* _MATERIALS PROVIDED_

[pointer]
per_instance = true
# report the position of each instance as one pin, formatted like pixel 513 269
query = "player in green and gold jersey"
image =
* * *
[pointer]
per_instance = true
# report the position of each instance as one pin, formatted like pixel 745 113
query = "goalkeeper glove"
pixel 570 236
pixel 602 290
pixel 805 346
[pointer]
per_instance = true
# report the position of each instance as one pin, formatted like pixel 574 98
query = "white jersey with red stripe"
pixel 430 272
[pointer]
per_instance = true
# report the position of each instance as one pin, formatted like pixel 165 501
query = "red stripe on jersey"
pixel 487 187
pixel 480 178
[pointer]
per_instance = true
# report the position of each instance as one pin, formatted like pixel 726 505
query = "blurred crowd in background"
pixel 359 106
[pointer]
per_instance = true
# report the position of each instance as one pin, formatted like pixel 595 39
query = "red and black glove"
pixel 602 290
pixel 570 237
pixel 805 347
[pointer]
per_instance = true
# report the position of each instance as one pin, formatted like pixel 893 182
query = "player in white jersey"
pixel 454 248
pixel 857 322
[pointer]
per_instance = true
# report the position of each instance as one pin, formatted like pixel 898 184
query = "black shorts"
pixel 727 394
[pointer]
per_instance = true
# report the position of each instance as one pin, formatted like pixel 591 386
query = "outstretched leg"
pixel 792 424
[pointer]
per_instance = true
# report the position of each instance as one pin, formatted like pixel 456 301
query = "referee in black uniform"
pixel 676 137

* _TASK STATEMENT_
Display in full each line of the material above that contains the word "player". Treat uppercase and lowercase as different.

* _ANSWER TO THE TASK_
query = "player in green and gold jersey"
query = "player in white jersey"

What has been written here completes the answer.